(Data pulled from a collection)
##########

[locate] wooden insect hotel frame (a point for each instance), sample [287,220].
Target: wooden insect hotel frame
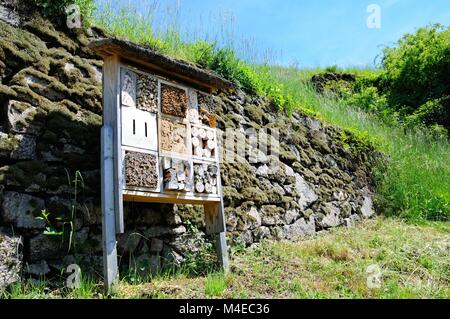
[154,147]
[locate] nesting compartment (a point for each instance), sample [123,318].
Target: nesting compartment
[205,177]
[128,87]
[177,174]
[141,170]
[204,144]
[147,93]
[173,135]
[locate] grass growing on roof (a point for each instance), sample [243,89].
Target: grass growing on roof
[415,185]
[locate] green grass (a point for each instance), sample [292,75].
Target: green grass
[416,183]
[215,284]
[414,262]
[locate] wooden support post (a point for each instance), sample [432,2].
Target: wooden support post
[110,269]
[112,117]
[215,224]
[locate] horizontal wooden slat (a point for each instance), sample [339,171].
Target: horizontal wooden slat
[176,198]
[161,64]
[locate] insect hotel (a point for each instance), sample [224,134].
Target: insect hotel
[155,146]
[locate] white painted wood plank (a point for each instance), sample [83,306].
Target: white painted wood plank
[110,269]
[111,117]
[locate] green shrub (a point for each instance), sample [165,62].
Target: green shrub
[368,99]
[416,71]
[55,9]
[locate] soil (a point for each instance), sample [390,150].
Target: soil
[174,101]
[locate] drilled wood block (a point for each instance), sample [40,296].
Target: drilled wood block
[147,93]
[203,142]
[174,101]
[128,87]
[205,177]
[206,109]
[141,170]
[176,174]
[173,136]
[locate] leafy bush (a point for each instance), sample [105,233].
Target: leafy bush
[416,74]
[55,9]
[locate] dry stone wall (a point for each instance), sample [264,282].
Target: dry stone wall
[50,106]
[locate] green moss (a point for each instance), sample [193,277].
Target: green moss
[272,211]
[8,143]
[231,196]
[255,113]
[254,194]
[6,91]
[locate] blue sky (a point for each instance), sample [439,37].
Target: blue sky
[308,33]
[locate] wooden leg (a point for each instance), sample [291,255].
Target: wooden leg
[215,224]
[110,269]
[222,251]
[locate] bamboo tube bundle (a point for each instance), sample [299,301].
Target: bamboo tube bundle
[203,142]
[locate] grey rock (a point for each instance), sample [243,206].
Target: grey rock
[158,231]
[261,233]
[351,220]
[143,265]
[10,16]
[271,215]
[173,219]
[330,160]
[263,171]
[307,196]
[252,218]
[170,258]
[20,209]
[262,157]
[21,118]
[128,242]
[38,269]
[26,149]
[291,216]
[332,218]
[72,149]
[300,228]
[45,247]
[246,237]
[277,233]
[289,171]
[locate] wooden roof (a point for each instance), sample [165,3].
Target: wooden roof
[160,64]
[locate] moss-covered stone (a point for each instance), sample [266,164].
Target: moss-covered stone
[255,194]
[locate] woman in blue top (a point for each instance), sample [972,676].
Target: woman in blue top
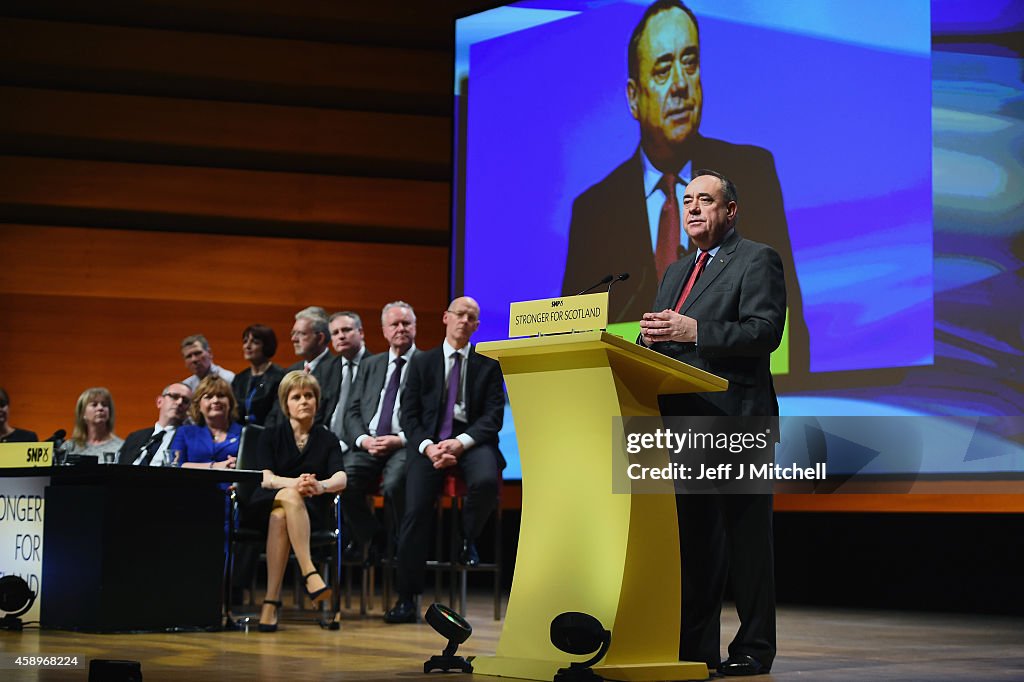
[213,440]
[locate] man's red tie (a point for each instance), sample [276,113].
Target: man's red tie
[667,249]
[697,269]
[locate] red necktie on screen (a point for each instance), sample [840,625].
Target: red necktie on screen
[697,269]
[667,249]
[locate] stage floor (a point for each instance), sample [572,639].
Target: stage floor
[826,644]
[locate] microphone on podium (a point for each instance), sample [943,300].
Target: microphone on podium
[621,278]
[605,280]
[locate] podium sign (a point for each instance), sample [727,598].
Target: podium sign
[559,315]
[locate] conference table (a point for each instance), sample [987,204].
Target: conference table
[128,548]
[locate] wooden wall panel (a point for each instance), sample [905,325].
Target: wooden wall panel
[398,23]
[103,320]
[224,134]
[314,204]
[223,67]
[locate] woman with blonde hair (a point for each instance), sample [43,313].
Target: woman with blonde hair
[212,441]
[302,470]
[93,432]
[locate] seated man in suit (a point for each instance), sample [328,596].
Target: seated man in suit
[376,434]
[454,409]
[150,446]
[199,358]
[310,337]
[347,340]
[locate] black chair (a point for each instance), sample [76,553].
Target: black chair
[326,545]
[453,497]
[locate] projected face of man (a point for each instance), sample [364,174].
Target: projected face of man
[666,96]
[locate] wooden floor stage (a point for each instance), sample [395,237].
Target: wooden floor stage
[828,644]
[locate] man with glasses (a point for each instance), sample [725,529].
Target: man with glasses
[453,411]
[148,446]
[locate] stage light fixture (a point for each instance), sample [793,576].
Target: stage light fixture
[15,600]
[580,634]
[456,630]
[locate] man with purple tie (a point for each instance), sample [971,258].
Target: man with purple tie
[453,410]
[377,440]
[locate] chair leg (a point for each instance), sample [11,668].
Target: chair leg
[498,559]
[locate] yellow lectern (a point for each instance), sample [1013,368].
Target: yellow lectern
[583,548]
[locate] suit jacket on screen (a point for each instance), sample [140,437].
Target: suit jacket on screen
[609,231]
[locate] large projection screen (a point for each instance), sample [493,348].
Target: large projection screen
[894,129]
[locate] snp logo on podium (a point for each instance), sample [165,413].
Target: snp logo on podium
[17,455]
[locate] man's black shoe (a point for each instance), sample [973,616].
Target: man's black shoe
[402,611]
[468,555]
[741,666]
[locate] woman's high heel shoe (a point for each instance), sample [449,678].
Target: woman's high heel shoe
[271,627]
[320,595]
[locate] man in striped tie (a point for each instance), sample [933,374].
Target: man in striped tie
[453,411]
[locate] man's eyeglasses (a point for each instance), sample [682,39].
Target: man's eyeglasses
[468,314]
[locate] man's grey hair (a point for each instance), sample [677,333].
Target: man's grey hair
[397,304]
[317,316]
[348,313]
[195,338]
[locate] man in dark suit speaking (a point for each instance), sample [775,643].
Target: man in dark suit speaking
[453,411]
[630,221]
[723,311]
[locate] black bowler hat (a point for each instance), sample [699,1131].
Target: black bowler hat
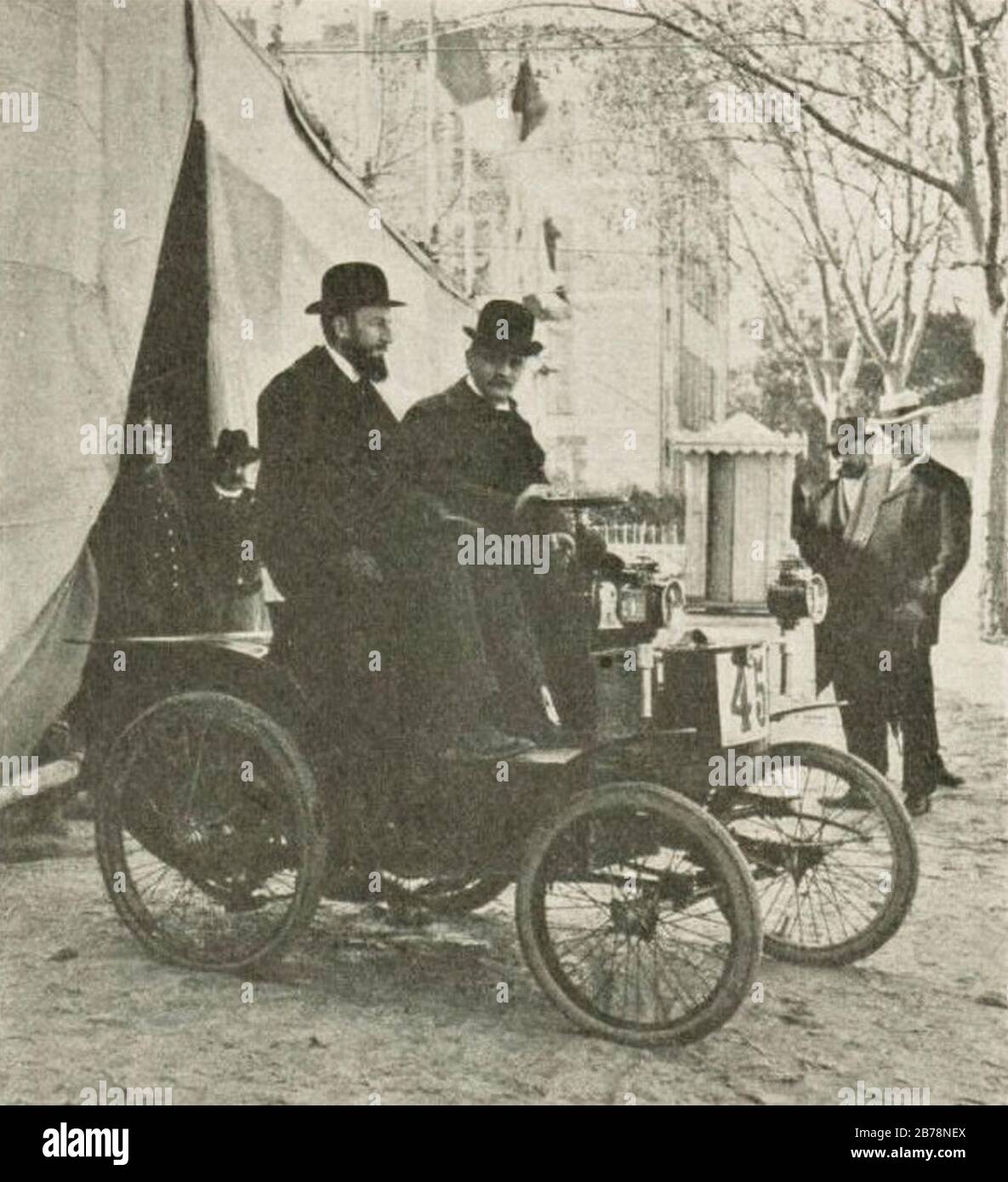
[233,447]
[351,285]
[506,327]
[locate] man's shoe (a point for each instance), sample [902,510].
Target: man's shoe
[919,804]
[488,742]
[947,779]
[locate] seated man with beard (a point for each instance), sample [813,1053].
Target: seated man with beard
[470,448]
[340,536]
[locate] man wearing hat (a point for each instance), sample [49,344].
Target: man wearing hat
[823,521]
[890,542]
[325,434]
[470,448]
[226,533]
[340,531]
[923,530]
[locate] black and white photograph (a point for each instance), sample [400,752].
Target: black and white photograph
[504,578]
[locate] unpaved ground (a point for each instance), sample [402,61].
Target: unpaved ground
[362,1009]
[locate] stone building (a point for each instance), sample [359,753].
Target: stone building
[611,220]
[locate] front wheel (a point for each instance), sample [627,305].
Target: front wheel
[637,915]
[832,852]
[209,833]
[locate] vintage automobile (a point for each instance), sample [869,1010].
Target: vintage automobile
[226,809]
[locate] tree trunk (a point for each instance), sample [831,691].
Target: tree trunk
[990,486]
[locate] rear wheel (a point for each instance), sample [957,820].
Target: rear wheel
[209,833]
[832,852]
[637,915]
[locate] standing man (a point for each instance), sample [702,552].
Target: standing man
[324,433]
[823,524]
[226,536]
[470,448]
[890,544]
[917,548]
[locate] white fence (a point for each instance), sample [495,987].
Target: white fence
[638,534]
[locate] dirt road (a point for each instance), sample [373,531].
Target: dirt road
[364,1011]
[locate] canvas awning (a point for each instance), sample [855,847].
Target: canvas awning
[82,227]
[738,434]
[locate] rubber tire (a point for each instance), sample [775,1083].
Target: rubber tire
[863,778]
[286,755]
[708,833]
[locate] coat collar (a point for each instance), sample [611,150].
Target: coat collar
[462,396]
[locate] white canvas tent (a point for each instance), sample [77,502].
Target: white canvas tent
[85,207]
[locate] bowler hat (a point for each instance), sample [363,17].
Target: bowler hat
[504,327]
[897,408]
[234,447]
[351,285]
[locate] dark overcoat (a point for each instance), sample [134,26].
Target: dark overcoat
[322,481]
[322,490]
[474,457]
[902,546]
[916,546]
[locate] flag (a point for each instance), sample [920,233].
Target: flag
[527,100]
[461,67]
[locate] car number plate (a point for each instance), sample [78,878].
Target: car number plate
[743,696]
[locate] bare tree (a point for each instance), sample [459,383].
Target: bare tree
[847,85]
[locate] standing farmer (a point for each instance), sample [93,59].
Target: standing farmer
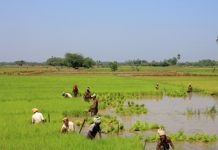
[189,88]
[66,95]
[37,117]
[68,126]
[164,141]
[94,128]
[94,107]
[87,94]
[75,90]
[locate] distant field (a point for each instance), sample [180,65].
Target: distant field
[20,93]
[22,88]
[145,70]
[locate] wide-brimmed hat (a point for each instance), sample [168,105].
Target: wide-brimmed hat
[34,110]
[97,119]
[161,132]
[94,95]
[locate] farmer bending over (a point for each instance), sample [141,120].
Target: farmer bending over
[66,95]
[75,90]
[94,128]
[37,117]
[189,88]
[87,94]
[94,107]
[164,142]
[68,126]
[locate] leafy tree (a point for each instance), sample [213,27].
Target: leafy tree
[74,60]
[88,62]
[113,66]
[20,62]
[55,61]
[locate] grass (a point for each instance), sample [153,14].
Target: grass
[19,94]
[143,126]
[181,136]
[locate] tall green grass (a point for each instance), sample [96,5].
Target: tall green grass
[19,94]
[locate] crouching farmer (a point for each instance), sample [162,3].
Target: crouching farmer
[164,142]
[94,128]
[94,107]
[68,126]
[67,95]
[37,117]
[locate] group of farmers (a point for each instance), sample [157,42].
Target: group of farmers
[164,142]
[69,126]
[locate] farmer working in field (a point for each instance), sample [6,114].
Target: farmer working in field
[94,107]
[94,128]
[67,95]
[164,142]
[87,94]
[68,126]
[37,117]
[189,88]
[75,90]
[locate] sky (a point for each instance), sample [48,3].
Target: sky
[109,30]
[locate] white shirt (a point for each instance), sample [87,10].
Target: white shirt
[70,127]
[37,117]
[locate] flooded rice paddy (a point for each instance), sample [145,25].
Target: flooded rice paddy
[171,112]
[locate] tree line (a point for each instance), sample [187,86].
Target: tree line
[76,60]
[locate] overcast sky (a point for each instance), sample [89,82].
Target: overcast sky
[108,30]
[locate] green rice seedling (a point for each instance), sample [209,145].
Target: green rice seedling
[143,126]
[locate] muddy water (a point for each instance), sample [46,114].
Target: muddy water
[170,112]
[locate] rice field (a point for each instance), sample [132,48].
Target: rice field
[19,94]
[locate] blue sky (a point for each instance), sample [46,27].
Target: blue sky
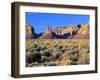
[39,20]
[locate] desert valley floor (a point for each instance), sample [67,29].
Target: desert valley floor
[57,52]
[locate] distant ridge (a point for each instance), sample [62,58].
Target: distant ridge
[80,31]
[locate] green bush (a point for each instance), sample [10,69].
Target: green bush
[47,53]
[32,57]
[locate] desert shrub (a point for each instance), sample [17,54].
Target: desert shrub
[32,57]
[47,53]
[59,47]
[52,64]
[74,57]
[85,58]
[57,54]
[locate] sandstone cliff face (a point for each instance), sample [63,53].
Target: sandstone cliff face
[76,32]
[83,32]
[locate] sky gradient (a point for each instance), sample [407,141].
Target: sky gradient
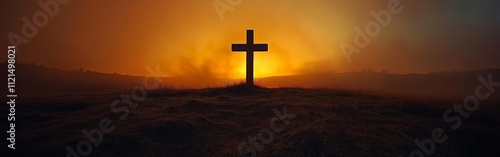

##########

Aim of the task: Pull out every line above that contains the word "large".

Finished answer:
[locate] large projection screen (a point for each instance), sample [493,348].
Target: large projection screen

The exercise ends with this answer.